[[ Data under study, beginning ]]
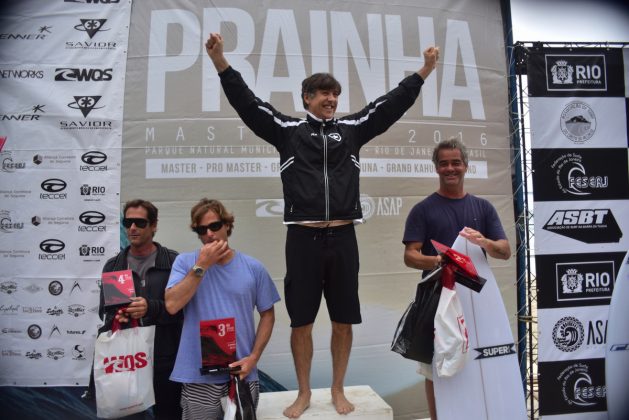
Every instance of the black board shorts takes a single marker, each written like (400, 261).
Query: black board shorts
(321, 262)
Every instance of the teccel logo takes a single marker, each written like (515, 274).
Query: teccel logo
(93, 161)
(52, 246)
(592, 226)
(125, 363)
(53, 188)
(52, 249)
(91, 219)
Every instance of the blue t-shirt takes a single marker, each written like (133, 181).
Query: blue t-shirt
(232, 290)
(441, 219)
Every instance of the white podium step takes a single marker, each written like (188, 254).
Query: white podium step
(369, 405)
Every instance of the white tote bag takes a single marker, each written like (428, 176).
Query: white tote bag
(123, 372)
(451, 339)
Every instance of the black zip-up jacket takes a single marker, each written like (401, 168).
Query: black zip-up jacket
(167, 327)
(319, 160)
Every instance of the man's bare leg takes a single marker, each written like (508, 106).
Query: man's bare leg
(301, 347)
(340, 346)
(430, 398)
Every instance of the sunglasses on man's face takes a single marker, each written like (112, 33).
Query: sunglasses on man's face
(214, 227)
(127, 222)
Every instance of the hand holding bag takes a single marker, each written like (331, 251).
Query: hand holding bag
(451, 339)
(414, 335)
(123, 371)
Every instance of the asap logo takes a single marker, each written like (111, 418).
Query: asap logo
(125, 363)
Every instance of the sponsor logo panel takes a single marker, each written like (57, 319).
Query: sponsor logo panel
(576, 279)
(575, 386)
(371, 206)
(576, 72)
(586, 174)
(581, 226)
(580, 333)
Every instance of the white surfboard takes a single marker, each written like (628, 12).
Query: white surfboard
(490, 386)
(617, 350)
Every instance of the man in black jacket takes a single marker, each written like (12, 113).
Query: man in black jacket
(151, 264)
(320, 169)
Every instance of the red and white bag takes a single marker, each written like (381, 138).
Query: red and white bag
(451, 339)
(123, 371)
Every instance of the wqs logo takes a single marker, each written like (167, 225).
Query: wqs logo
(578, 122)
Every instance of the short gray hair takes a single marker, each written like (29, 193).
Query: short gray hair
(451, 143)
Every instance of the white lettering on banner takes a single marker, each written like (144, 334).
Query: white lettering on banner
(413, 168)
(281, 33)
(270, 167)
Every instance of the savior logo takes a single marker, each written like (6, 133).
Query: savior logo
(592, 226)
(576, 72)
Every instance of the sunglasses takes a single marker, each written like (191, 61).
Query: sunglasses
(214, 227)
(139, 223)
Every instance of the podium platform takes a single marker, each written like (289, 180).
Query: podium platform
(369, 405)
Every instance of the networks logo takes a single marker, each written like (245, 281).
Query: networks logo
(573, 72)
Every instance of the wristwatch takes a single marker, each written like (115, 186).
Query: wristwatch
(198, 270)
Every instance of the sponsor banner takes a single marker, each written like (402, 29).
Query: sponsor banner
(581, 226)
(568, 280)
(574, 123)
(191, 168)
(576, 72)
(583, 174)
(580, 333)
(62, 73)
(572, 386)
(63, 32)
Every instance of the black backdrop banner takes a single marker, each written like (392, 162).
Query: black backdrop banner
(578, 115)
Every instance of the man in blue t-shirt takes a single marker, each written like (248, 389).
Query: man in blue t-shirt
(442, 216)
(216, 282)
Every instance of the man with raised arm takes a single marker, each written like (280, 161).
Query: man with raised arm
(320, 169)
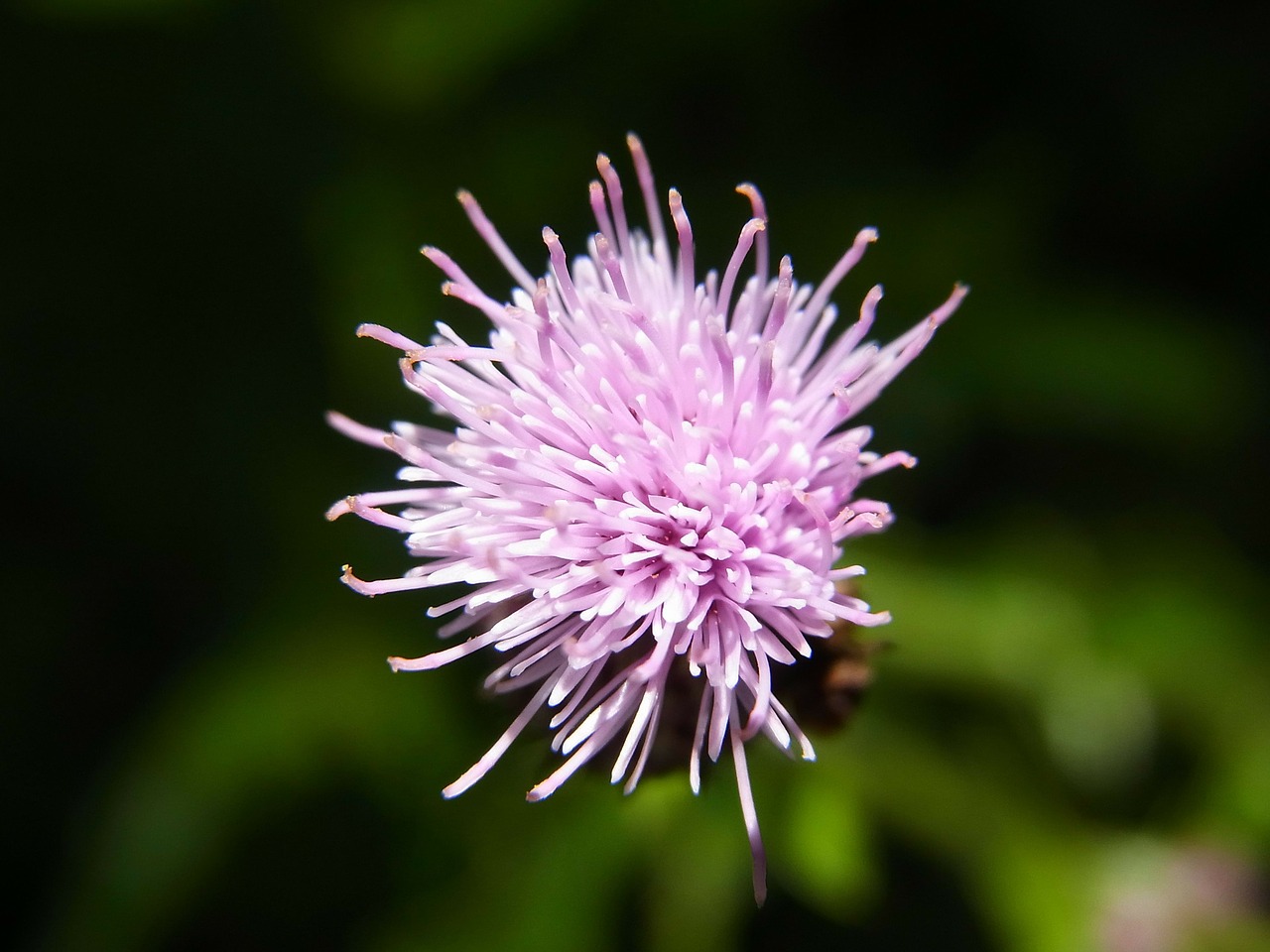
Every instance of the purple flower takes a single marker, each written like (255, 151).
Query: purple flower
(649, 485)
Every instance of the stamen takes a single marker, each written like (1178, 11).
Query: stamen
(486, 230)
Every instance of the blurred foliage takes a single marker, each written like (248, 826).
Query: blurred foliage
(1069, 748)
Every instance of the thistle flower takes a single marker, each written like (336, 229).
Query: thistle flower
(647, 476)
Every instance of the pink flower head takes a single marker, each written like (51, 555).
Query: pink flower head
(651, 477)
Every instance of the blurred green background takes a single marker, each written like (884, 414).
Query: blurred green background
(1070, 747)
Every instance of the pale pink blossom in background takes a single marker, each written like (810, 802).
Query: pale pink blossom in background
(649, 475)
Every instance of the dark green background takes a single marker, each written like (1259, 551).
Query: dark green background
(203, 198)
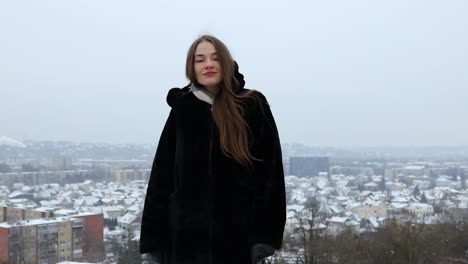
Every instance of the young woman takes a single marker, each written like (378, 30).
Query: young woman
(216, 193)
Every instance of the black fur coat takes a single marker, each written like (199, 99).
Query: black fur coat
(203, 207)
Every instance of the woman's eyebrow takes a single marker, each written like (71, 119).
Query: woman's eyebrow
(202, 55)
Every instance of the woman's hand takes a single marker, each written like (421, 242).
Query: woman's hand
(260, 251)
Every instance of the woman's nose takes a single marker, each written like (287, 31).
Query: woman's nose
(209, 63)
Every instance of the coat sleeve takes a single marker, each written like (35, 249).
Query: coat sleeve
(268, 208)
(154, 223)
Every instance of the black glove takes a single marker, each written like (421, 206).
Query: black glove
(260, 251)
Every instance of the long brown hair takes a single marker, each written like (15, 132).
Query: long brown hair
(228, 106)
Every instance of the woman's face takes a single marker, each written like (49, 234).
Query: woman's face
(207, 67)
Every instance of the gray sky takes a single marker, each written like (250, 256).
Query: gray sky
(336, 73)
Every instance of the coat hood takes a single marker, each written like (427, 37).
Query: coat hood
(177, 96)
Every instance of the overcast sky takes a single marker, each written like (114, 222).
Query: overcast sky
(336, 73)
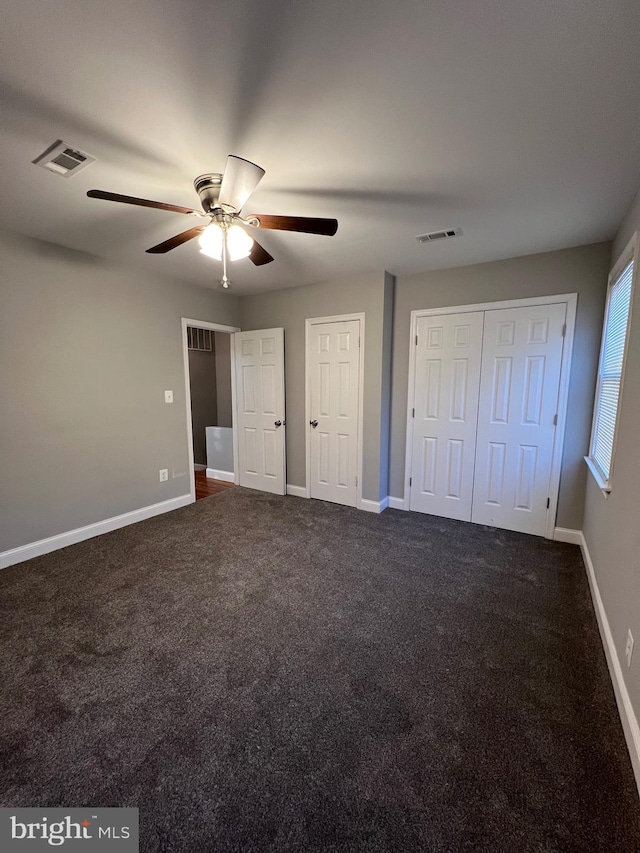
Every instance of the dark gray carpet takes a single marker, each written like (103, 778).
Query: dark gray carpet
(258, 673)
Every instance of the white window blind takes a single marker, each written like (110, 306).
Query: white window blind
(610, 372)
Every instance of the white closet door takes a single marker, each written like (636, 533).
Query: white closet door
(447, 380)
(259, 421)
(521, 362)
(334, 380)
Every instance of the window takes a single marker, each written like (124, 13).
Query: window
(610, 370)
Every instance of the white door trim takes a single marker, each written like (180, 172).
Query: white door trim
(571, 301)
(336, 318)
(214, 327)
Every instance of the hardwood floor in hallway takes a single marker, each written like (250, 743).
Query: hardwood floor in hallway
(206, 487)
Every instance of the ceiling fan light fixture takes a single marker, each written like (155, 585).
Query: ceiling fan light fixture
(239, 244)
(211, 241)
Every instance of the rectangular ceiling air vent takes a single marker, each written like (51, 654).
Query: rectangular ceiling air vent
(439, 235)
(64, 160)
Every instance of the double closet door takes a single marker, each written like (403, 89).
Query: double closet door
(484, 422)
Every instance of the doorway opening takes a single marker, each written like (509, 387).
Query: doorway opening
(208, 361)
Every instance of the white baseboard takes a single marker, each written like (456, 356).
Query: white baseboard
(625, 708)
(61, 540)
(397, 503)
(297, 491)
(566, 534)
(374, 506)
(214, 474)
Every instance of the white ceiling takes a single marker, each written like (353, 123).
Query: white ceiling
(517, 121)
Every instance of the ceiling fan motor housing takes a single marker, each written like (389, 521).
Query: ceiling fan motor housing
(208, 188)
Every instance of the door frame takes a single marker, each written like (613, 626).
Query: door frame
(214, 327)
(315, 321)
(571, 301)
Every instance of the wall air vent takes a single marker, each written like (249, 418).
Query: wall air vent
(64, 160)
(200, 340)
(439, 235)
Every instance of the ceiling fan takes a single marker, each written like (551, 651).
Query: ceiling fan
(222, 197)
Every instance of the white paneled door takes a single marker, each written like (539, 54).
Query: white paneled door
(333, 370)
(260, 416)
(521, 362)
(447, 380)
(486, 389)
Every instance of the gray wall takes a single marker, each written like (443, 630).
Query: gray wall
(289, 309)
(611, 524)
(87, 350)
(204, 399)
(223, 378)
(581, 270)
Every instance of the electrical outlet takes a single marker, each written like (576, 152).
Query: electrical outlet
(629, 650)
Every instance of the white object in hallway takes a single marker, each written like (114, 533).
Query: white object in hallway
[[ Data under study, end ]]
Your copy of the data should match it exactly, apart from the images, which are omitted.

Every instance of the black board shorts takes a single marker, each written like (400, 261).
Query: black board shorts
(321, 262)
Every instance of the teccel logo takes a single marker, each written like (515, 274).
Query: teccel logo
(93, 161)
(52, 246)
(592, 226)
(125, 363)
(53, 188)
(52, 249)
(91, 219)
Every instance of the blue t-shirt takes a single marker, each written like (133, 181).
Query: blue t-shirt
(232, 290)
(441, 219)
Every instance of the white podium step takes a single marker, each written like (188, 254).
Query: white podium step
(369, 405)
Every instance of the white tote bag takes a single marker, each written like (428, 176).
Query: white tote bag
(123, 372)
(451, 339)
Every instance of the black zip-up jacket takes a single marker, each written like (401, 168).
Query: black zip-up jacket
(167, 327)
(319, 160)
Every instance of the man's bare leg takes a single marker, each written like (508, 106).
Query: man's bare leg
(301, 347)
(340, 346)
(430, 398)
Every instance of the sunglasses on man's face takes a single marker, each written like (112, 33).
Query: sunglasses on man's face
(214, 227)
(127, 222)
Every instance of the hand holding bag takes a single marker, each written like (331, 251).
Query: hand holding bag
(451, 339)
(414, 335)
(123, 371)
Every instance of the asap logo takes a single marker, each written like (111, 418).
Query: asap logo
(125, 363)
Every instance of the sponsor logo panel takes a single marker, each written like (57, 319).
Query: sponsor logo panel
(576, 279)
(575, 386)
(371, 206)
(576, 72)
(586, 174)
(581, 226)
(580, 333)
Every instance of the white surfboard takes a single marker, each written like (628, 12).
Query: white surfboard
(490, 386)
(617, 350)
Every instance of the man in black jacket takes a single marker, each written like (12, 113).
Query: man in black jacket
(151, 264)
(320, 169)
Every instance of the red and white bag takes a single marker, each written like (381, 138).
Query: red and white bag
(451, 339)
(123, 371)
Every instance of the wqs logo takes a single marker, each written like (167, 225).
Query: wqs logo
(578, 122)
Every instance of the short gray hair takes a single marker, each written like (29, 193).
Query: short gray hair
(451, 143)
Every instance of the white lettering on banner takes a single marker, each written like (144, 334).
Query: white lettering on banner
(413, 168)
(281, 33)
(270, 167)
Every instance of the savior logo takes a single marker, each written like (6, 133).
Query: savior logo
(592, 226)
(576, 72)
Every instance of the sunglasses takes a single marker, each written like (191, 61).
Query: sunglasses
(214, 227)
(139, 223)
Every instance of the podium platform takes a single marker, each written like (289, 180).
Query: podium platform
(369, 405)
Every instance of the networks logo takes a single marker, each written like (245, 281).
Query: networks logo
(573, 72)
Every instance of the wristwatch takes a single marker, each written like (115, 186).
Query: wristwatch
(198, 270)
Every instance of the sponsor banner takes a single marker, each written like (402, 29).
Query: sponsor banner
(581, 226)
(568, 280)
(574, 123)
(191, 168)
(576, 72)
(583, 174)
(580, 333)
(62, 73)
(572, 386)
(63, 32)
Every instance of the black backdrop banner takes a single marker, each written like (392, 162).
Query: black backdrop banner
(578, 115)
Every instance of the man in blue t-shirt takes a single marker, each written like (248, 389).
Query: man in blue t-shirt
(442, 216)
(216, 282)
Every instance of the man with raised arm takes a single marker, each written like (280, 161).
Query: man with raised arm
(320, 169)
Every instance of the purple flower takes a single marker, each written like (255, 151).
Query: purple flower
(649, 485)
Every instance of the stamen takes a single marker, each written like (1178, 11).
Query: stamen
(486, 230)
Every instance of the blurred foliage takes a single marker, each written like (248, 826).
Query: blurred foliage
(1069, 748)
Every instance of the thistle flower takes a single marker, each written like (336, 229).
Query: thistle flower
(647, 476)
Every instance of the pink flower head takes a single marker, each written like (51, 555).
Query: pink flower head
(651, 477)
Every instance of the blurred green background takes a single marker, each written like (884, 414).
Query: blurred green background
(1070, 747)
Every instance of the pale pink blossom in background takes a single marker, each written like (810, 802).
Query: pale pink blossom in background
(649, 475)
Every instance of the dark green background takes a single marker, each written like (1259, 551).
Query: dark green background
(203, 198)
Every instance of the young woman takes a single marker, each written like (378, 30).
Query: young woman
(216, 193)
Every instance of the black fur coat takes a single marker, each written like (199, 99).
Query: black fur coat
(203, 207)
Every instance of the woman's eyebrow takes a single marker, each written like (71, 119).
Query: woman's eyebrow
(202, 55)
Every instance of the woman's hand takes a single marker, each written like (421, 242).
Query: woman's hand
(260, 251)
Every instance of the woman's nose takes a single marker, each written like (287, 31).
Query: woman's nose
(209, 63)
Every instance of the coat sleeve takes a single marker, each written like (35, 249).
Query: coat sleeve
(268, 208)
(154, 223)
Every instance of the black glove takes a single marker, each written like (421, 206).
Query: black glove
(260, 251)
Every instance of the long brown hair takes a single marker, each written like (15, 132).
Query: long brown hair
(228, 106)
Every instance of the woman's face takes a single marker, each written like (49, 234).
Query: woman's face
(207, 67)
Every instance of the gray sky takes a single marker, each written like (250, 256).
Query: gray sky
(336, 73)
Every instance of the coat hood takes a single marker, each written like (427, 37).
Query: coat hood
(177, 96)
Every instance of the overcast sky takes a single marker, each written like (114, 222).
Query: overcast sky
(336, 73)
Every instance of the dark gray carpet takes a single marker, each written like (103, 778).
Query: dark gray carpet
(258, 673)
Every instance of the white window blind takes a single marker, each written like (110, 306).
Query: white window blind
(610, 372)
Every instance of the white closet door takes a single marker, each written like (636, 533).
Query: white closet door
(447, 380)
(259, 421)
(521, 362)
(334, 380)
Every instance of the window takes a single marker, each written like (124, 13).
Query: window
(610, 370)
Every instance of the white door trim takes a single marker, each written like (180, 172).
Query: white door trim
(571, 301)
(336, 318)
(214, 327)
Every instance of the hardwood floor in hallway takes a single marker, each written like (250, 743).
Query: hardwood floor in hallway
(206, 487)
Every instance of the ceiling fan light fixture takes a single marker, each written like (155, 585).
Query: ceiling fan light fixture
(239, 244)
(211, 241)
Every instance of the rectangular ceiling air vent takes a single marker, each written like (51, 654).
Query: rectangular ceiling air vent
(439, 235)
(64, 160)
Every instance of the double closet door takes a single marker, each written like (403, 89).
Query: double closet door
(484, 422)
Every instance of the doorway opening takes a single marker, each written like (509, 387).
Query: doorway opening
(208, 361)
Every instance of the white baseboard takes a single marker, each written like (456, 356).
Query: white baseboard
(625, 708)
(61, 540)
(397, 503)
(297, 491)
(566, 534)
(374, 506)
(214, 474)
Every instance of the white ceiling takes a single marker, each written like (353, 123).
Query: white ceiling
(517, 121)
Every instance of the ceiling fan motor housing takes a single marker, each written like (389, 521).
Query: ceiling fan motor housing
(208, 188)
Every instance of the door frame takes a single marker, each written like (613, 626).
Query: door frame
(214, 327)
(315, 321)
(571, 301)
Every instance of the wall air vent takes a single marker, each written like (249, 418).
Query: wall air vent
(64, 160)
(200, 340)
(439, 235)
Every instance of the ceiling fan takes a single marker, each written like (551, 651).
Query: ceiling fan
(222, 197)
Every instance of the white paneled door takes a single marker, each written like (539, 54).
Query: white paneled door
(333, 370)
(260, 416)
(521, 362)
(447, 380)
(486, 389)
Every instance of the gray wall takes a single marker, each written like (443, 630).
Query: gray wall
(289, 309)
(611, 524)
(87, 350)
(204, 399)
(223, 378)
(581, 270)
Every instance of the electrical outlet takes a single marker, each written like (576, 152).
Query: electrical outlet
(629, 650)
Every instance of the white object in hallway takes a single marker, each written like (114, 533).
Query: white object in hallway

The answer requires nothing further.